Take the material below and write it all out again exactly.
• • •
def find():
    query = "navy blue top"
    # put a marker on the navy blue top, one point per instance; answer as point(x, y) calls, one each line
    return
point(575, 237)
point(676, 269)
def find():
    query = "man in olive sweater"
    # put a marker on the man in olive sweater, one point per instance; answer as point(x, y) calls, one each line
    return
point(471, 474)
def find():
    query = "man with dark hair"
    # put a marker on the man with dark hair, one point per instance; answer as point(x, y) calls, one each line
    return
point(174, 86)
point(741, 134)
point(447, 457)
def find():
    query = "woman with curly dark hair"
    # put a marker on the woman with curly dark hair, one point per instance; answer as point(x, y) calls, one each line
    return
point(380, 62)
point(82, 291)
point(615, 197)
• • •
● Right answer:
def find():
    query = "navy blue top"
    # put a marker on the navy blue top, one point per instance; answer as point(x, y) calls, one each line
    return
point(575, 237)
point(676, 269)
def find():
    query = "man in olive sweater"
    # put a marker on the man in olive sweater, one point per instance; answer as point(x, y) calls, one each line
    return
point(471, 474)
def find():
    query = "man with dark hair"
    # put a marker on the man with dark hair, one point per instance; answer as point(x, y) calls, one each line
    return
point(174, 86)
point(741, 134)
point(447, 457)
def find():
    query = "woman with curly dark hair"
    # put a marker on the woman with curly dark hair, one point per instance; answer as point(x, y) calls, one each line
    return
point(380, 62)
point(82, 291)
point(615, 197)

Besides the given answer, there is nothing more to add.